··· Text excerpt
A common scam is to find college kids from their social media posts and see if they are connected to a grandparent. It’s easy to track down the grandparent’s phone number and try to rip them off. She got a call from someone at Indiana University who had my son, her grandson. “If you don’t pay off his drug debt of four grand within the hour, we will kill him.” She wasn’t aware that my son had a drug problem (he didn’t) but thought it sounded plausible. Sometimes they even “put the kid on the phone” saying, “Grandma, please help me.” While the voice isn’t their relative, many seniors have trouble hearing on the phone and the stressed-out wail sounded like it could be their loved one.

My mother-in-law (okay, now you know) was recently widowed. She didn’t have a spouse to bounce this off of, and even if she had, this scam often succeeds. The scammers give a very firm deadline so there isn’t much time to check sources. Most people don’t even try because they are terrified their loved one is in danger. They’ve watched countless hours of true crime TV and this feels very real.
······
··· Data extracts
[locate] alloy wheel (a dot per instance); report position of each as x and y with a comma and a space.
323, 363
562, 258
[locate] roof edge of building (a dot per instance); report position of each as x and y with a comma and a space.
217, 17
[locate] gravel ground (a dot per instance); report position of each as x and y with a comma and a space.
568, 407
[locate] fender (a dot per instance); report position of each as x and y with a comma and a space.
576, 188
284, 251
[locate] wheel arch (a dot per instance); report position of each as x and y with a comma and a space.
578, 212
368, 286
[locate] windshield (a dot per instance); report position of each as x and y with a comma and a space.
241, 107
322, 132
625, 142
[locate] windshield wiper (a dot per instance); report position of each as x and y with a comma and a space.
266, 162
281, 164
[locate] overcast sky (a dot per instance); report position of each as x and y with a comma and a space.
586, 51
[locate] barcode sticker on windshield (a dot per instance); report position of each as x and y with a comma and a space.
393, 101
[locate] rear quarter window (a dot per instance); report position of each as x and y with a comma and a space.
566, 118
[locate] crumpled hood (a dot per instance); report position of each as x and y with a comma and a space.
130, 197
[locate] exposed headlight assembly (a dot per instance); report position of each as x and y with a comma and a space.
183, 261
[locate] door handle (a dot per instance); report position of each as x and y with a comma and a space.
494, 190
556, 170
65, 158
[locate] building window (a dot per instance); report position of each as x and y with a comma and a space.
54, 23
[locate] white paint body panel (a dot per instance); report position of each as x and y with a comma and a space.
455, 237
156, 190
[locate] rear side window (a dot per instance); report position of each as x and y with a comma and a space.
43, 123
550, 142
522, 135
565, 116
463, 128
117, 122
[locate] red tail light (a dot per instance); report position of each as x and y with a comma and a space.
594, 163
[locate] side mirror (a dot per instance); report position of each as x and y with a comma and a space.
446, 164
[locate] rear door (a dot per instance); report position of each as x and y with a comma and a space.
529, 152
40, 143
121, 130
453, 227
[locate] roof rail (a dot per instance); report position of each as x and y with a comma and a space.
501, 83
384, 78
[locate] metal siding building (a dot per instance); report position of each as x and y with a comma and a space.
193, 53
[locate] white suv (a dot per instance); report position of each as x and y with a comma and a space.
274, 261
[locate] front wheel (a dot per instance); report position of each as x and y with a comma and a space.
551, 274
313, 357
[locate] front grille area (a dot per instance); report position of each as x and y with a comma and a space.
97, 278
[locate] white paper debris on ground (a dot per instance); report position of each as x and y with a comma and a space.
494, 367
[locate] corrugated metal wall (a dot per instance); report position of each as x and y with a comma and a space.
······
Answer these from the text on the grandparent phone scam:
(a) What amount did the caller demand, and what debt was it said to cover?
(b) Where did the caller say he was calling from?
(c) What do the scammers give that leaves little time to check sources?

*Exercise result*:
(a) Four grand, to pay off the grandson's drug debt.
(b) Indiana University.
(c) A very firm deadline.